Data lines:

>>>

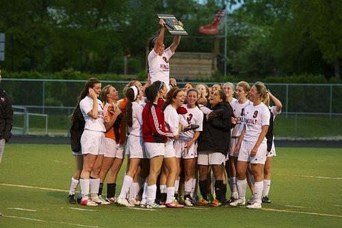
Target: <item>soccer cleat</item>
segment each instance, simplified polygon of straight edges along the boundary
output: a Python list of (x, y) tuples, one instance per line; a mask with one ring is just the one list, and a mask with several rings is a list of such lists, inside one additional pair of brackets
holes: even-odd
[(134, 204), (131, 204), (129, 201), (127, 199), (122, 199), (122, 198), (118, 198), (118, 204), (122, 205), (127, 207), (134, 207)]
[(217, 199), (214, 199), (211, 203), (210, 203), (210, 207), (218, 207), (222, 206), (222, 203)]
[(247, 201), (247, 204), (252, 204), (255, 201), (255, 198), (254, 198), (254, 194), (252, 194), (252, 196), (250, 197), (250, 199), (248, 199), (248, 200)]
[(129, 203), (133, 205), (140, 205), (140, 201), (139, 201), (137, 198), (130, 199)]
[(101, 204), (101, 205), (109, 205), (109, 204), (110, 204), (109, 202), (104, 200), (103, 198), (102, 198), (102, 197), (101, 195), (97, 197), (92, 198), (91, 199), (92, 199), (92, 201), (93, 201), (94, 202), (95, 202), (98, 204)]
[(118, 202), (118, 198), (116, 197), (106, 198), (105, 201), (109, 202), (110, 203), (115, 203)]
[(267, 196), (263, 197), (263, 203), (271, 203), (271, 199)]
[(254, 202), (251, 205), (249, 205), (246, 207), (250, 209), (260, 209), (261, 208), (261, 203)]
[(70, 194), (68, 196), (68, 202), (69, 202), (70, 203), (76, 203), (74, 194)]
[(185, 132), (188, 131), (194, 130), (198, 129), (198, 127), (200, 127), (200, 126), (197, 125), (189, 125), (189, 126), (187, 126), (187, 127), (184, 127), (183, 131)]
[(166, 206), (165, 205), (159, 205), (157, 203), (148, 203), (146, 206), (146, 208), (152, 209), (152, 208), (166, 208)]
[(194, 205), (192, 204), (190, 199), (187, 197), (184, 200), (184, 205), (187, 206), (187, 207), (192, 207)]
[(246, 199), (242, 199), (240, 198), (237, 199), (234, 201), (229, 203), (231, 206), (237, 207), (237, 206), (244, 206), (246, 204)]
[(198, 206), (207, 206), (209, 204), (209, 202), (202, 198), (198, 203), (196, 203)]
[(90, 199), (83, 199), (81, 200), (80, 204), (83, 206), (97, 206), (98, 204)]
[(168, 208), (183, 208), (184, 205), (178, 203), (176, 200), (173, 200), (171, 203), (166, 203), (165, 205)]
[(226, 202), (226, 204), (229, 204), (232, 202), (234, 202), (235, 201), (236, 201), (237, 199), (237, 198), (234, 198), (233, 197), (231, 197), (228, 200), (227, 200), (227, 201)]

<<<

Exercise: Can you return every line of the material above word for word, leaving out the pictures?

Completed task:
Target: <item>soccer cleat</item>
segment each instance, simplified polygon of straight edges along the boundary
output: a Python list of (x, y) tuples, one instance per line; a mask with one ring is just the one list, and a mask with several rings is a list of such lists, inside one additional pair of brackets
holes: even-odd
[(134, 204), (131, 204), (129, 201), (127, 199), (122, 199), (122, 198), (118, 198), (118, 204), (122, 205), (127, 207), (134, 207)]
[(217, 199), (214, 199), (211, 203), (210, 203), (210, 207), (218, 207), (222, 206), (222, 203)]
[(247, 201), (247, 204), (252, 204), (255, 201), (255, 198), (254, 198), (254, 194), (252, 194), (252, 196), (250, 197), (250, 199), (248, 199), (248, 200)]
[(129, 203), (133, 205), (140, 205), (140, 201), (139, 201), (137, 198), (130, 199)]
[(101, 204), (101, 205), (109, 205), (109, 204), (110, 204), (109, 202), (104, 200), (103, 198), (102, 198), (102, 197), (101, 195), (97, 197), (92, 198), (91, 199), (92, 199), (92, 201), (93, 201), (94, 202), (95, 202), (98, 204)]
[(118, 202), (118, 198), (116, 197), (106, 198), (105, 201), (109, 202), (110, 203), (115, 203)]
[(267, 196), (263, 197), (263, 203), (271, 203), (271, 199)]
[(254, 202), (251, 205), (249, 205), (246, 207), (250, 209), (260, 209), (261, 208), (261, 203)]
[(70, 194), (68, 196), (68, 202), (69, 202), (70, 203), (76, 203), (74, 194)]
[(185, 132), (188, 131), (194, 130), (198, 129), (198, 127), (200, 127), (200, 126), (197, 125), (189, 125), (189, 126), (187, 126), (187, 127), (184, 127), (183, 131)]
[(166, 206), (165, 205), (159, 205), (157, 203), (148, 203), (146, 206), (146, 208), (152, 209), (152, 208), (166, 208)]
[(194, 205), (192, 204), (190, 199), (187, 197), (184, 200), (184, 205), (187, 206), (187, 207), (192, 207)]
[(246, 199), (242, 199), (240, 198), (237, 199), (234, 201), (229, 203), (231, 206), (237, 207), (237, 206), (244, 206), (246, 204)]
[(198, 206), (207, 206), (209, 204), (209, 202), (202, 198), (198, 203), (196, 203)]
[(90, 199), (83, 199), (81, 200), (80, 204), (83, 206), (97, 206), (98, 204)]
[(168, 208), (183, 208), (184, 205), (178, 203), (176, 200), (173, 200), (171, 203), (166, 203), (165, 205)]
[(226, 202), (226, 204), (229, 204), (232, 202), (234, 202), (235, 201), (236, 201), (237, 199), (237, 198), (234, 198), (233, 197), (231, 197), (228, 200), (227, 200), (227, 201)]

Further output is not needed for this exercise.